Could you copy the material below word for word, from the line containing "Goal: Detect the forest" through the line containing "xmin=0 ymin=252 xmax=1344 ymax=810", with both of those lines included?

* Dataset records *
━━━

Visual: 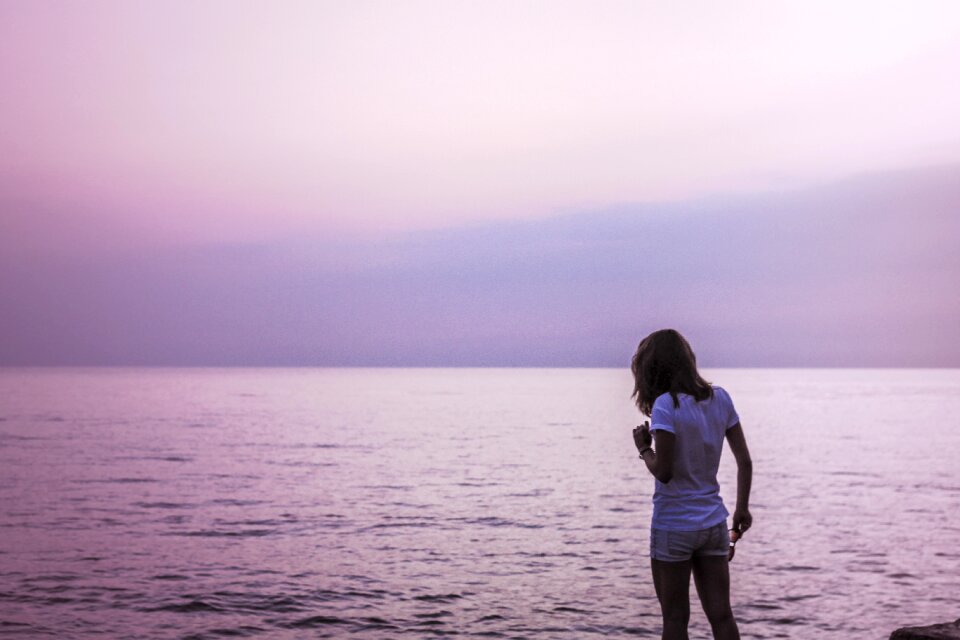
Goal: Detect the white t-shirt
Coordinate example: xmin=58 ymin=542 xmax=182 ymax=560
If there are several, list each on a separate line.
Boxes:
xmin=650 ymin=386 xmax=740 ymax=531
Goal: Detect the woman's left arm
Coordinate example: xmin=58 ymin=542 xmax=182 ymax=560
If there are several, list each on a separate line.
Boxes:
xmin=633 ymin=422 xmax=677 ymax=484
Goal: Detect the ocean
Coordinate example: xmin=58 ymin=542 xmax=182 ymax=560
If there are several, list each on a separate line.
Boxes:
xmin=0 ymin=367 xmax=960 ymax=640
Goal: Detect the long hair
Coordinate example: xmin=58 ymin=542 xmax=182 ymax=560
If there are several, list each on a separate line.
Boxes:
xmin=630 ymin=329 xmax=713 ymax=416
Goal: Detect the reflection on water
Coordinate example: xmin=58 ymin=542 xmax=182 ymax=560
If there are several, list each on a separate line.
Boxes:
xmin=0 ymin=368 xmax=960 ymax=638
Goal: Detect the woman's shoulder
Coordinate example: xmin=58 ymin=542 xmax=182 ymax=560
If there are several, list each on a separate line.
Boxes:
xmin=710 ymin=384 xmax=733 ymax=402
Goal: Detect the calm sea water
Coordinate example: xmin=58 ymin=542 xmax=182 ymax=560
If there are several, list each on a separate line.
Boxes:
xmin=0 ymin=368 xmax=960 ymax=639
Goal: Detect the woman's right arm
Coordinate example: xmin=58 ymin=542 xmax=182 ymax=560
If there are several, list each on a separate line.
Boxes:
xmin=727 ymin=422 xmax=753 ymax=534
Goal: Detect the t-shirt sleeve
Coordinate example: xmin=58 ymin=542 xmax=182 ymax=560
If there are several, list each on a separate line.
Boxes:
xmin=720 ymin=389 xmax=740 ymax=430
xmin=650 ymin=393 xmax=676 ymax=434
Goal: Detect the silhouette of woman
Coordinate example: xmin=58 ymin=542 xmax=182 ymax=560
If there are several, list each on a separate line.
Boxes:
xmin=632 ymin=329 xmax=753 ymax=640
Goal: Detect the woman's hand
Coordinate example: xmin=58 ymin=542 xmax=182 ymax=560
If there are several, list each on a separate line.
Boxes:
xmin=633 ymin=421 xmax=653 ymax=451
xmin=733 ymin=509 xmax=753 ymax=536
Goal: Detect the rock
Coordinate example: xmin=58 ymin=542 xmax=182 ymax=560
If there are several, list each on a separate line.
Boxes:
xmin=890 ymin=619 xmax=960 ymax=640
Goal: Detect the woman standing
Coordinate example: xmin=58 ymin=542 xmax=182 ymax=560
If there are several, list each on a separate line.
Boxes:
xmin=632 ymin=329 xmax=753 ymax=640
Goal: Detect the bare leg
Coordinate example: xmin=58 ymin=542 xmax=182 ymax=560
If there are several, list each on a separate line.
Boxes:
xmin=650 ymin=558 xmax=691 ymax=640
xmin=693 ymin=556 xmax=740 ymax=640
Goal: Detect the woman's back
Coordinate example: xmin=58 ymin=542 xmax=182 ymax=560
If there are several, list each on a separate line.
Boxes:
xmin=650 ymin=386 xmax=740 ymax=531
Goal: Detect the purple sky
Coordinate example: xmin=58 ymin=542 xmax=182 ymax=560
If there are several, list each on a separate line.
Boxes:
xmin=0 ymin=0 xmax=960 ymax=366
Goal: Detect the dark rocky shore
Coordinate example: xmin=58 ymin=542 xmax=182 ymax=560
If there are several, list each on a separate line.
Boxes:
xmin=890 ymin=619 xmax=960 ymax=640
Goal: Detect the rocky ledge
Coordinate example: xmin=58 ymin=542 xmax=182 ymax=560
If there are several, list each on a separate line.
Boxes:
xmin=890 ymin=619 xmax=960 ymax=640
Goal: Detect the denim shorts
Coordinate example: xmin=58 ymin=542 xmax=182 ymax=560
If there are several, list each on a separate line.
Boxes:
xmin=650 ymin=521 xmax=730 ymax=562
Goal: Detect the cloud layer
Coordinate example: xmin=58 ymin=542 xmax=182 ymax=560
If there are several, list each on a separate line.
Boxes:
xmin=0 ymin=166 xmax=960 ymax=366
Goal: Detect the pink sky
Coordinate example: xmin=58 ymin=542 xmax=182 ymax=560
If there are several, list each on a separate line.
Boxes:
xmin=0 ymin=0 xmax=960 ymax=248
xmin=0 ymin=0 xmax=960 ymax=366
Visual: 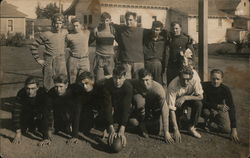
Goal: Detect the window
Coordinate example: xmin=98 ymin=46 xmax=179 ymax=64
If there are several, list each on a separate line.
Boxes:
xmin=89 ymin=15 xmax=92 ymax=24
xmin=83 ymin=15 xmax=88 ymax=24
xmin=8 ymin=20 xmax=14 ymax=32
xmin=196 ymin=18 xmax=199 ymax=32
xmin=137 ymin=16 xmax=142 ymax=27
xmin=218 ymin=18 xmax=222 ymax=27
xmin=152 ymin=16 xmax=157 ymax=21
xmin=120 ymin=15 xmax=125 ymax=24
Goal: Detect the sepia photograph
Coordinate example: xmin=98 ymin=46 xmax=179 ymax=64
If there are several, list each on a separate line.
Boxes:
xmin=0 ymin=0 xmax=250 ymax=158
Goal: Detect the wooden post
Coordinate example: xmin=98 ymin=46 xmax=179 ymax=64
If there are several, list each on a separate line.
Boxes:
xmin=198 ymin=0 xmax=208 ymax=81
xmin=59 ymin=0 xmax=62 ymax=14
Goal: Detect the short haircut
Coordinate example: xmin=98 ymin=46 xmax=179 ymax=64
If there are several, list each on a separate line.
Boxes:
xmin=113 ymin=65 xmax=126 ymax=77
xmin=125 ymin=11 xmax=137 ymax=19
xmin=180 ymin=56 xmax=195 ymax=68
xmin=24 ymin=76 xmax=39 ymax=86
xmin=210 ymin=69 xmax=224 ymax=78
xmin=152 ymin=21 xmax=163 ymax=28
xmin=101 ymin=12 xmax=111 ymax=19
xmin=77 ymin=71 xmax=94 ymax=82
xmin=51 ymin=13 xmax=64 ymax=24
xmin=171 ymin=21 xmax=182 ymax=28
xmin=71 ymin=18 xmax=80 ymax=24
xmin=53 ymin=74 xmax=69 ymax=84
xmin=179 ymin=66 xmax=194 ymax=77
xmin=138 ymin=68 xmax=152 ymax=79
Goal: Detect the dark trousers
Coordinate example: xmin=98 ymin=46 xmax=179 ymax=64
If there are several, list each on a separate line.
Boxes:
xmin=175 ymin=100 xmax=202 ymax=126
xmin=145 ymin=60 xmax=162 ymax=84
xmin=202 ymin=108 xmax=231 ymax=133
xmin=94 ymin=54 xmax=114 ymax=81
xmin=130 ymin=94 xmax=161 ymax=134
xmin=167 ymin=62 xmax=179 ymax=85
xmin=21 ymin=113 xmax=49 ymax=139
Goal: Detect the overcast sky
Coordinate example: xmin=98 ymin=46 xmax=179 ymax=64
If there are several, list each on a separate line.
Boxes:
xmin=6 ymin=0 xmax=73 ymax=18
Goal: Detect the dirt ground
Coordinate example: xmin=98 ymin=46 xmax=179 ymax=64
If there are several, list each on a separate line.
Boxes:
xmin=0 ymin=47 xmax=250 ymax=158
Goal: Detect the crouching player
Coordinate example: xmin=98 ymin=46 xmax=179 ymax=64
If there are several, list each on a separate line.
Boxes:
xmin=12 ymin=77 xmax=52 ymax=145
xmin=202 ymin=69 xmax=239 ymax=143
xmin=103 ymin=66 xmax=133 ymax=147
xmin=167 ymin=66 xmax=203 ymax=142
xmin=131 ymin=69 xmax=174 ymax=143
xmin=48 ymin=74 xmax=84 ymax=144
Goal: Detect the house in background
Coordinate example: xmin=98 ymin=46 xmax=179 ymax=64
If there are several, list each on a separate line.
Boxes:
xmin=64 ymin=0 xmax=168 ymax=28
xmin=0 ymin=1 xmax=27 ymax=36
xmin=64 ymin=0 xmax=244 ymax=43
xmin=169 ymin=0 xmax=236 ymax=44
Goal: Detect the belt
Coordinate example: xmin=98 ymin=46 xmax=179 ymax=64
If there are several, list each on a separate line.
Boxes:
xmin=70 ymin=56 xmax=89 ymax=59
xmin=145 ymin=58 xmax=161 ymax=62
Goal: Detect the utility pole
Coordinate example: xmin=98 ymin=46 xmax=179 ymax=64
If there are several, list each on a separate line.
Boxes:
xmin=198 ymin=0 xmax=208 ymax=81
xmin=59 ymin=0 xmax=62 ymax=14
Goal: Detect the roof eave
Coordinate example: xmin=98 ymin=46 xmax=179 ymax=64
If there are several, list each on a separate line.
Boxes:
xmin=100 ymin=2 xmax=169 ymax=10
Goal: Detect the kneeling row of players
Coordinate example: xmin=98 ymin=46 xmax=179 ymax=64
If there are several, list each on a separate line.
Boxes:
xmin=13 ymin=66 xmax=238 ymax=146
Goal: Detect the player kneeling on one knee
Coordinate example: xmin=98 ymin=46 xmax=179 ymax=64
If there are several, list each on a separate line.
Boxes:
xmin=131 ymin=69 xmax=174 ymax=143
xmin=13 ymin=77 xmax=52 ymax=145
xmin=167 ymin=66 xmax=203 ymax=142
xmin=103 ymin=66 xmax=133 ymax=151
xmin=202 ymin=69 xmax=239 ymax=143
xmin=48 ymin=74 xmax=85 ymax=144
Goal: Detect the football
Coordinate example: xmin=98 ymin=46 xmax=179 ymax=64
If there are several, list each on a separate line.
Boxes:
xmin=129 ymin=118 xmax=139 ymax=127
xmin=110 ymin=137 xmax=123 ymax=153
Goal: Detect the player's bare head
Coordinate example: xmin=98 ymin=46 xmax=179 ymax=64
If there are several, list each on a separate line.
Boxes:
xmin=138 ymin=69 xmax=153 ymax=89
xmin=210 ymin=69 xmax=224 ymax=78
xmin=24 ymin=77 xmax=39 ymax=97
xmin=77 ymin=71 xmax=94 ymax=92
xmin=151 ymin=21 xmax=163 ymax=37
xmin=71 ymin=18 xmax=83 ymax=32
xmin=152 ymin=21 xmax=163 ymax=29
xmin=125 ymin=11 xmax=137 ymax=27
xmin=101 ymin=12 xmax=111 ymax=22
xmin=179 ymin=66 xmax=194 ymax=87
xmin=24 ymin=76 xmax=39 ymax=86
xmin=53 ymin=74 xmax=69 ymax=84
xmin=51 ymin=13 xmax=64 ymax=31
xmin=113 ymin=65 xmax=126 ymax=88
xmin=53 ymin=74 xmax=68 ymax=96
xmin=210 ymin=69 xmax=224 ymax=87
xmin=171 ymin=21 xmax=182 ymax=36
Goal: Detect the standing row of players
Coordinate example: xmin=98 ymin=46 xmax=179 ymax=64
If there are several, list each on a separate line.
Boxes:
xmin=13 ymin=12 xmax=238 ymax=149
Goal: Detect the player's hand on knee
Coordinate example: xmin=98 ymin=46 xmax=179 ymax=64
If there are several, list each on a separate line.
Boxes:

━━━

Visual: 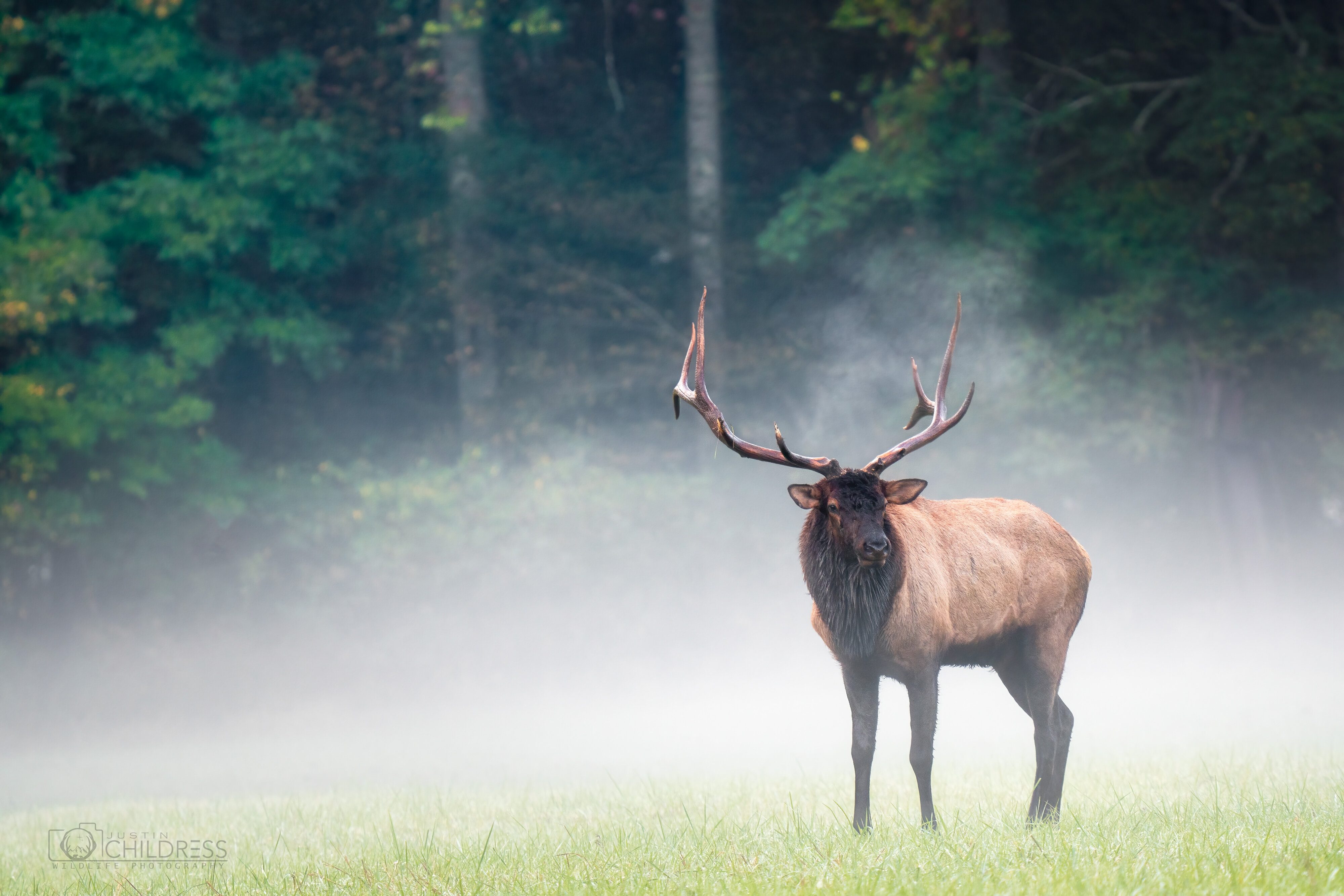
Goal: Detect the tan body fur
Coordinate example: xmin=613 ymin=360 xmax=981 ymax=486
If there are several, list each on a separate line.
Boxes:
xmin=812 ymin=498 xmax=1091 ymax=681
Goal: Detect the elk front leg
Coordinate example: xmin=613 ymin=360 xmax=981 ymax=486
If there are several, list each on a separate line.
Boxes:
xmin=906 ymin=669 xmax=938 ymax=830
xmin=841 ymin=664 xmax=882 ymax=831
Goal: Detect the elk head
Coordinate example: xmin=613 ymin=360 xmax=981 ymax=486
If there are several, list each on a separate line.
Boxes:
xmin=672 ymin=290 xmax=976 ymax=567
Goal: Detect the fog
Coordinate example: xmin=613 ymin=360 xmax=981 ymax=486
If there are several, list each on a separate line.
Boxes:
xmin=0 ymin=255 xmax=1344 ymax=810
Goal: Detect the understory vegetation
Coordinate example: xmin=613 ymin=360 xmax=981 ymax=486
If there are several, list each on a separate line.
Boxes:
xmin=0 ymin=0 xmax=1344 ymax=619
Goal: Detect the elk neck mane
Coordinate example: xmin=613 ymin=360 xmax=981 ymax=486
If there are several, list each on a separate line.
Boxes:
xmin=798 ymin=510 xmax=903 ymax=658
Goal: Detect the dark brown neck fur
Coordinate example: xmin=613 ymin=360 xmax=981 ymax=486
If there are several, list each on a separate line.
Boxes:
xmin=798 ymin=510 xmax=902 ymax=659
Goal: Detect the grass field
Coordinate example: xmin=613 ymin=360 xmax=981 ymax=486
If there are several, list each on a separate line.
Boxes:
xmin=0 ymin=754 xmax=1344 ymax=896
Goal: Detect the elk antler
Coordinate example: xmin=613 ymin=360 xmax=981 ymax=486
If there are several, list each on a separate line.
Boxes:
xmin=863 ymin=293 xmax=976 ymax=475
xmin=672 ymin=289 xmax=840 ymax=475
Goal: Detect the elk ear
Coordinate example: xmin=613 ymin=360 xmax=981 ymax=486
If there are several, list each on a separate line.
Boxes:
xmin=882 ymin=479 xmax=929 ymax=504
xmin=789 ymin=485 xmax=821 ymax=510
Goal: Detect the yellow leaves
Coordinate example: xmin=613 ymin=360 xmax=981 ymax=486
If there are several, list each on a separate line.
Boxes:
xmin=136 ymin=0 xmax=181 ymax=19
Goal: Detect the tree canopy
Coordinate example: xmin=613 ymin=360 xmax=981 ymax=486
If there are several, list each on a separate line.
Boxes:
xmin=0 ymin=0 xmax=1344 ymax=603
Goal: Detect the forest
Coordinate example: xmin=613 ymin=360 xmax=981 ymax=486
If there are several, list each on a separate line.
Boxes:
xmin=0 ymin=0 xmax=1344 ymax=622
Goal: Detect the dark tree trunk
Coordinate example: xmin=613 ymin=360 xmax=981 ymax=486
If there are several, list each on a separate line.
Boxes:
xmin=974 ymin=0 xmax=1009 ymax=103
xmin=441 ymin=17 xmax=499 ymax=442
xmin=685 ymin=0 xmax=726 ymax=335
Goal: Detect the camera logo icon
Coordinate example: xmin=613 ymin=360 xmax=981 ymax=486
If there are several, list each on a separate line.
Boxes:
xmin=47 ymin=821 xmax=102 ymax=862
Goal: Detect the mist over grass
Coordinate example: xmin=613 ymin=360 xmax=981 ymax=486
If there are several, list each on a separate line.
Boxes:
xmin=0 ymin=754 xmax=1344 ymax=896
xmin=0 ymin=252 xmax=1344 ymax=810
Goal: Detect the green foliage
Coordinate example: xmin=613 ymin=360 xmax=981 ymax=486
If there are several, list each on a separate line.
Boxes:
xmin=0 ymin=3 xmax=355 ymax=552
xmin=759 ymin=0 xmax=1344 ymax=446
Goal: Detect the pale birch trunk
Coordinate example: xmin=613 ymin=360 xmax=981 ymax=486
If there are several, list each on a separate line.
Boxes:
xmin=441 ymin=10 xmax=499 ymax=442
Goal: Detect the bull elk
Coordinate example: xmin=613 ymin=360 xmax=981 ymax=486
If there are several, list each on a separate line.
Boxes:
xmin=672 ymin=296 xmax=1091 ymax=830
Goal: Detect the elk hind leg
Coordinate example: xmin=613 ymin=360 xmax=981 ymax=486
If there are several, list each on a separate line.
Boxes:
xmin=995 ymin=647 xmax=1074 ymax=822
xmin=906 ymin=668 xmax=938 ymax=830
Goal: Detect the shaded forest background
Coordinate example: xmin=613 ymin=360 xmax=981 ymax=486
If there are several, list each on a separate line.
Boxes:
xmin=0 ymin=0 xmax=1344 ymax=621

━━━

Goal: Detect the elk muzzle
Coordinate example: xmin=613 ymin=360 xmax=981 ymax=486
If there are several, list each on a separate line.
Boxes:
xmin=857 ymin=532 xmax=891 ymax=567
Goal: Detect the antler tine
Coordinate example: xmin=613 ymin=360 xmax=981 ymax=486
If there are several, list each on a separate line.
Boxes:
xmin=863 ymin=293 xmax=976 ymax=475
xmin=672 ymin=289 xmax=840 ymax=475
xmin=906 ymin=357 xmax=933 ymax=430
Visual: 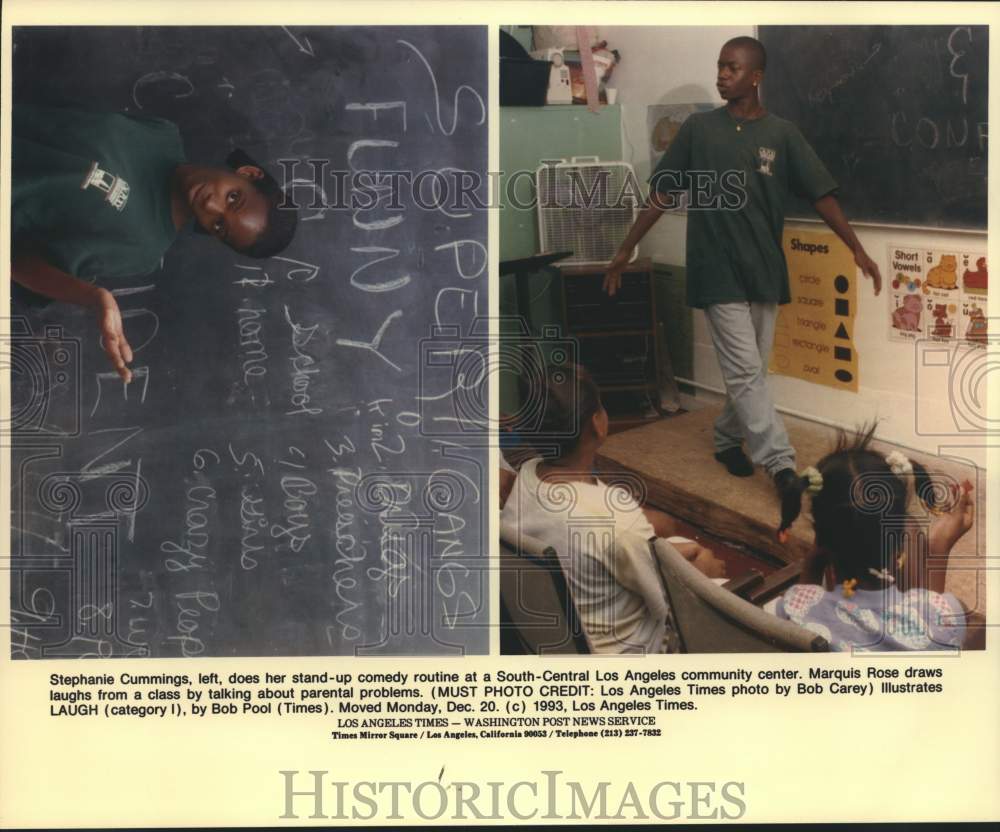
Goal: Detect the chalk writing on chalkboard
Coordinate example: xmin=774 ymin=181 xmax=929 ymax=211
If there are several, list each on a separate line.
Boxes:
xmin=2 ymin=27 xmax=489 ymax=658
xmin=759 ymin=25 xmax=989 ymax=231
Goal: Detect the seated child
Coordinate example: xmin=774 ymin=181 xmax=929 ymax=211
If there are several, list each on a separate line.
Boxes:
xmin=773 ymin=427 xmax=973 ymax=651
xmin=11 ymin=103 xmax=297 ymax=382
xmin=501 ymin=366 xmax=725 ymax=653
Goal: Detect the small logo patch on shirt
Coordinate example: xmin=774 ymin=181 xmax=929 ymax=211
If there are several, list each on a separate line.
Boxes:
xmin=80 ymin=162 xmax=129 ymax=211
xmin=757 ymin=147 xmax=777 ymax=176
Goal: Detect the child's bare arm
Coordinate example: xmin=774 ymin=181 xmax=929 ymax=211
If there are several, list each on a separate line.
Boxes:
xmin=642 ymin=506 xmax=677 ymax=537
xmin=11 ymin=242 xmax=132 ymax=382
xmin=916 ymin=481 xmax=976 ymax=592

━━━

* The answer *
Goal: Detect the forest
Coordinate example: xmin=613 ymin=360 xmax=981 ymax=486
If there are several, list each on a separate line.
Boxes:
xmin=0 ymin=0 xmax=1344 ymax=622
Goal: Detect the dark tree trunk
Coordinate example: xmin=613 ymin=360 xmax=981 ymax=486
If there are several, list each on a separate line.
Boxes:
xmin=974 ymin=0 xmax=1009 ymax=103
xmin=441 ymin=17 xmax=499 ymax=442
xmin=685 ymin=0 xmax=726 ymax=335
Goal: Detect the camera logo icon
Coordinate example: xmin=613 ymin=360 xmax=981 ymax=486
If there are several, list each on a separate line.
Boxes:
xmin=47 ymin=821 xmax=102 ymax=862
Goal: Detect the mist over grass
Coordinate example: xmin=613 ymin=360 xmax=981 ymax=486
If there are several, list each on a separate line.
Boxes:
xmin=0 ymin=754 xmax=1344 ymax=896
xmin=0 ymin=252 xmax=1344 ymax=810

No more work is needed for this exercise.